• **Problem set**
**A.** In the forum thread, copy the passage from "Well, we have" up to and including "the near future.", swapping "system" for "machine".
**B.** In the records, retype the lines from the line with "of the ladder" up to and including the line with "Query: ladder rail" without any changes.

• **Excerpt to read**

Request from the DAB, 6903/04 TPFs

6903 and 6904 frame times below...

If this is ultimately for Stanford, perhaps Stanford should just mine the logs for this? When the work unit results are uploaded, log files are included in that, which has the TPF and various performance statistics. Stanford should be able to see this data

I'm sure that they do but maybe they just need to be "nudged" to evaluate the data.
 
Well, we have been going over the data.....

We have a system that is off balance
Cores is not a good measure
A mini bech should be built into the client to solve this long term
In short term possibly different flags to denote system speed is a possibility

The problem. Both soulutions takes a fair amount of coding (mini bench way more) and PG is up it's elbows, if not eyeballs in coding requirements and none of this can be implemented in the near future.

They are listening and know what needs to be done. It is just an issue of needing coding that they can't get done currently.
 
6903 and 6904 frame times below...

• **Recorded information**
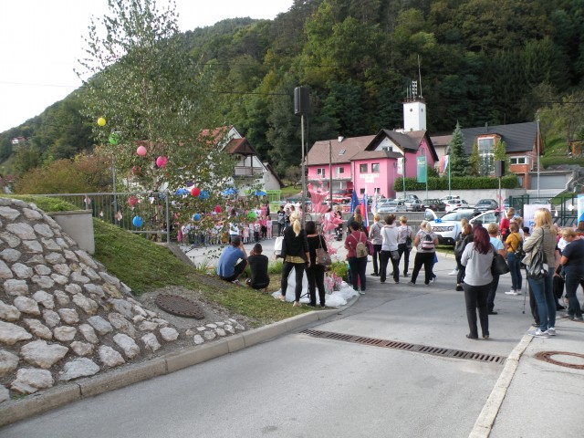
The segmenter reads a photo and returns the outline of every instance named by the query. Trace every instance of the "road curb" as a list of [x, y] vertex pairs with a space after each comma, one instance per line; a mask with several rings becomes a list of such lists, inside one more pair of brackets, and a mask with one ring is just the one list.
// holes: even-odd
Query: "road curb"
[[342, 308], [306, 312], [274, 324], [223, 338], [206, 345], [193, 346], [181, 351], [172, 351], [160, 358], [110, 370], [99, 376], [79, 379], [74, 383], [49, 388], [42, 392], [30, 394], [20, 400], [5, 402], [0, 404], [0, 427], [82, 399], [118, 390], [154, 377], [170, 374], [219, 356], [271, 340], [303, 326], [336, 315], [339, 310], [351, 307], [358, 299], [359, 297], [349, 301]]
[[468, 435], [469, 438], [487, 438], [491, 433], [491, 429], [493, 429], [493, 424], [499, 412], [501, 404], [503, 404], [507, 390], [511, 385], [511, 381], [513, 381], [513, 376], [515, 376], [517, 367], [519, 366], [519, 360], [532, 339], [533, 337], [527, 334], [524, 335], [507, 357], [505, 368], [499, 375], [485, 406], [483, 406], [483, 410]]

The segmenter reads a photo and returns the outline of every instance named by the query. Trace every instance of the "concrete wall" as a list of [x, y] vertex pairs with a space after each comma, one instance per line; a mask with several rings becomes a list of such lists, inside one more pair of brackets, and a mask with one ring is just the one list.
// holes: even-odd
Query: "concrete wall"
[[88, 254], [95, 253], [91, 210], [51, 212], [47, 214]]

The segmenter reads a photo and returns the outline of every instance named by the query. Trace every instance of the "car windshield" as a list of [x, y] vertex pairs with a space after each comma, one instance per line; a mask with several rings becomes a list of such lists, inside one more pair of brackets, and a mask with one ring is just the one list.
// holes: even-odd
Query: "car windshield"
[[465, 217], [466, 219], [473, 217], [473, 212], [451, 212], [447, 213], [440, 219], [443, 221], [460, 221], [463, 217]]

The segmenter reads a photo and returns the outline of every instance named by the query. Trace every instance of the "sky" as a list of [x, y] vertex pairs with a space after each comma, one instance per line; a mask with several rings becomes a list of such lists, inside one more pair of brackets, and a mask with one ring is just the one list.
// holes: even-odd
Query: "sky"
[[[159, 8], [168, 0], [157, 0]], [[176, 0], [181, 32], [224, 18], [273, 19], [293, 0]], [[83, 56], [91, 16], [107, 0], [0, 0], [0, 132], [16, 127], [81, 85], [74, 68]]]

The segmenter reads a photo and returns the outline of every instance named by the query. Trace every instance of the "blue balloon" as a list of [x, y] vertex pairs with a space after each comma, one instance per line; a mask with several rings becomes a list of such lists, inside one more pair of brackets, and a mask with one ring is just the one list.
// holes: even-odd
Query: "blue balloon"
[[144, 224], [144, 220], [140, 216], [134, 216], [134, 218], [132, 219], [131, 223], [133, 224], [133, 225], [136, 228], [140, 228], [141, 226], [142, 226]]

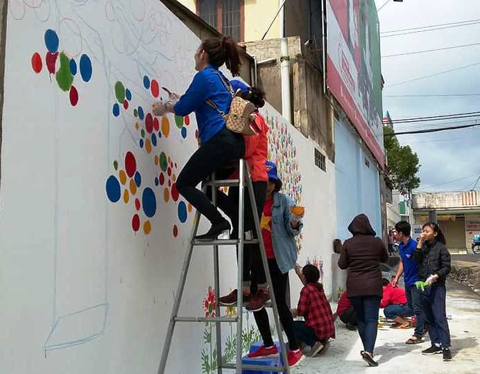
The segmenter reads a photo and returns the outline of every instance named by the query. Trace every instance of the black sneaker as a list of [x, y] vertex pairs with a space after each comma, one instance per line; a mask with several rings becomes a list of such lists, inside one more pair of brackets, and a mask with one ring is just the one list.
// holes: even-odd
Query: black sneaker
[[443, 361], [452, 361], [452, 352], [448, 347], [443, 348]]
[[440, 347], [437, 347], [436, 346], [434, 345], [431, 346], [429, 348], [422, 350], [422, 355], [436, 355], [437, 353], [441, 353], [442, 348]]

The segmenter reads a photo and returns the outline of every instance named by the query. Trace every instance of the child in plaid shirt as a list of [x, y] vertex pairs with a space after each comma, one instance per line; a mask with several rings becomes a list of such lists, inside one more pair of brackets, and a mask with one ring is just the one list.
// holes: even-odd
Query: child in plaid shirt
[[327, 345], [329, 338], [335, 338], [334, 317], [327, 300], [323, 286], [318, 283], [320, 271], [313, 265], [295, 269], [305, 285], [300, 292], [297, 309], [292, 310], [294, 317], [302, 316], [304, 321], [294, 321], [297, 339], [310, 346], [310, 357], [315, 356]]

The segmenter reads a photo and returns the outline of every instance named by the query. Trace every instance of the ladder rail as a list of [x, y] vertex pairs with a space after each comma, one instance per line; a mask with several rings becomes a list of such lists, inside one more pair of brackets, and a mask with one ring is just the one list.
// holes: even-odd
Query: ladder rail
[[[245, 162], [245, 161], [243, 161]], [[245, 163], [245, 166], [247, 170], [247, 172], [249, 172], [248, 165]], [[289, 366], [288, 356], [286, 352], [286, 347], [283, 340], [283, 334], [282, 332], [282, 328], [280, 328], [280, 319], [278, 317], [278, 308], [277, 308], [277, 301], [275, 297], [275, 292], [273, 292], [273, 285], [272, 283], [272, 277], [270, 274], [270, 268], [268, 267], [268, 261], [266, 258], [266, 251], [265, 251], [265, 244], [264, 243], [263, 238], [262, 236], [262, 228], [260, 227], [260, 220], [259, 219], [258, 215], [257, 214], [257, 202], [255, 201], [255, 195], [253, 193], [253, 183], [252, 182], [251, 178], [247, 179], [247, 185], [248, 188], [248, 192], [250, 195], [250, 202], [252, 204], [252, 211], [254, 212], [253, 219], [255, 224], [255, 231], [257, 231], [257, 235], [259, 238], [259, 250], [260, 255], [262, 256], [262, 262], [264, 265], [264, 270], [265, 271], [265, 277], [266, 278], [267, 285], [268, 285], [268, 292], [270, 294], [270, 299], [272, 302], [272, 310], [273, 310], [273, 318], [275, 319], [275, 324], [277, 329], [277, 335], [278, 335], [278, 341], [280, 345], [280, 350], [282, 351], [282, 356], [283, 358], [283, 366], [285, 368], [284, 373], [286, 374], [290, 374], [290, 368]]]

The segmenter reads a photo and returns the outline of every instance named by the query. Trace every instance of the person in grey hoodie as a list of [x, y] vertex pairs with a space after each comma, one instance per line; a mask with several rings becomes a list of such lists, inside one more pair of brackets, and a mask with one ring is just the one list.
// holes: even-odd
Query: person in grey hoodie
[[348, 226], [348, 231], [353, 237], [343, 243], [338, 267], [348, 269], [347, 296], [355, 310], [359, 335], [363, 344], [364, 350], [360, 354], [369, 366], [377, 366], [373, 348], [383, 295], [380, 262], [388, 260], [388, 253], [384, 242], [376, 236], [366, 215], [355, 217]]

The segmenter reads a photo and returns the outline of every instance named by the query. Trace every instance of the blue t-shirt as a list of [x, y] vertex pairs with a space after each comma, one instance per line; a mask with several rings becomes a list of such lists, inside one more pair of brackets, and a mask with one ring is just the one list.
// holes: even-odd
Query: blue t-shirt
[[212, 100], [225, 114], [230, 111], [232, 95], [221, 77], [228, 84], [228, 80], [221, 71], [212, 65], [199, 71], [173, 108], [175, 114], [182, 116], [195, 112], [198, 136], [203, 144], [225, 127], [225, 121], [220, 114], [205, 101]]
[[411, 238], [406, 244], [403, 242], [398, 246], [398, 253], [403, 262], [403, 276], [406, 286], [411, 286], [420, 280], [418, 277], [418, 264], [413, 260], [413, 251], [417, 247], [417, 241]]

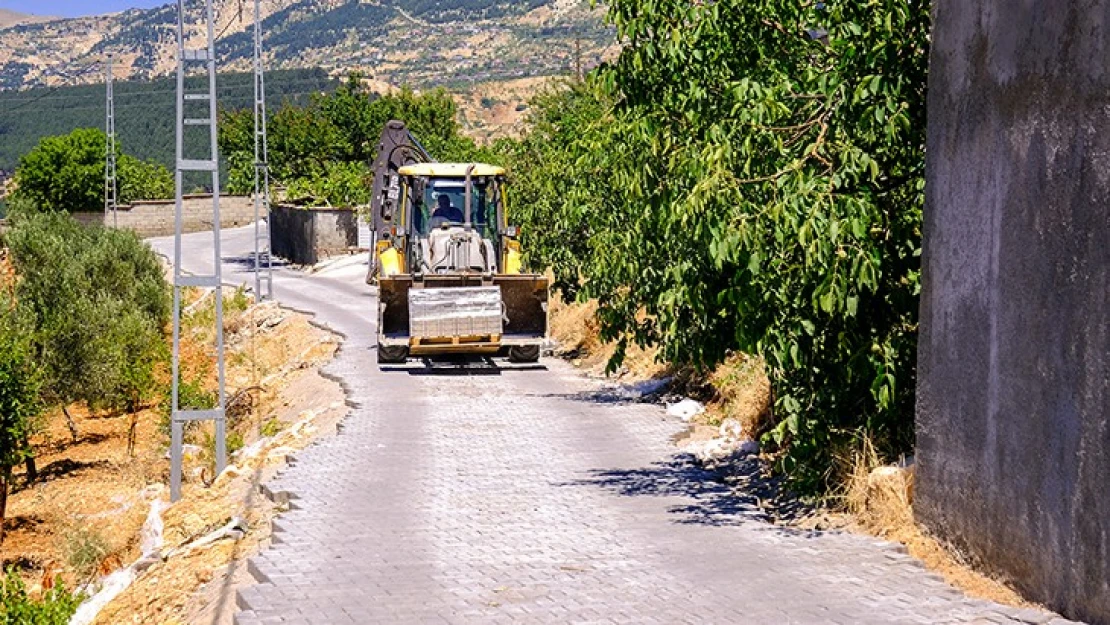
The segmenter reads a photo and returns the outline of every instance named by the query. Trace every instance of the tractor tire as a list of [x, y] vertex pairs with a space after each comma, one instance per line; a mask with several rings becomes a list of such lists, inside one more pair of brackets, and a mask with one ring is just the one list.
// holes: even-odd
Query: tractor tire
[[405, 345], [379, 345], [379, 364], [404, 364], [408, 360], [408, 347]]
[[513, 345], [508, 349], [508, 362], [536, 362], [539, 360], [539, 345]]

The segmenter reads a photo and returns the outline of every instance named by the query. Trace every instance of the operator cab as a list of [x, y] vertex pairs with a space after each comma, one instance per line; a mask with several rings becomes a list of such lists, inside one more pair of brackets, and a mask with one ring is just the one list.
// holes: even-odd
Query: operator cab
[[412, 273], [497, 273], [508, 252], [505, 171], [486, 164], [420, 163], [398, 173], [406, 209], [401, 226], [411, 241], [405, 264]]
[[[423, 178], [424, 193], [414, 198], [413, 226], [418, 236], [434, 230], [465, 228], [466, 179]], [[496, 239], [497, 185], [491, 179], [471, 180], [471, 226], [483, 239]]]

• **Answers provided**
**A.**
Well, we have been going over the data.....

We have a machine that is off balance
Cores is not a good measure
A mini bech should be built into the client to solve this long term
In short term possibly different flags to denote machine speed is a possibility

The problem. Both soulutions takes a fair amount of coding (mini bench way more) and PG is up it's elbows, if not eyeballs in coding requirements and none of this can be implemented in the near future.

**B.**
The segmenter reads a photo and returns the outline of every instance named by the query. Trace every instance of the ladder rail as a list of [x, y] vertex pairs with a space after each comma, one instance per line; a mask with several rings becomes a list of such lists, inside one more pair of brackets, and a mask with one ring is just the one list.
// holes: even-odd
Query: ladder rail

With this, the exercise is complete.